Records shown —

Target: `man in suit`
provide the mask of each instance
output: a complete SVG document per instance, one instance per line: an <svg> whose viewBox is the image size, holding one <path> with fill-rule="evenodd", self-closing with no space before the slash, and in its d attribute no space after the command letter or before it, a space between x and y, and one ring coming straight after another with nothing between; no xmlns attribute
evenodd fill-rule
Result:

What to do —
Copy these lines word for word.

The answer —
Target: `man in suit`
provide the mask of each instance
output: a complete SVG document per instance, one instance per line: an <svg> whose viewBox is the image size, holding one <path> with fill-rule="evenodd", self-closing with no space before the slash, and in its d attribute no space after the command letter or before it, a space between x and y, and one ring coming straight after another with nothing between; no xmlns attribute
evenodd fill-rule
Result:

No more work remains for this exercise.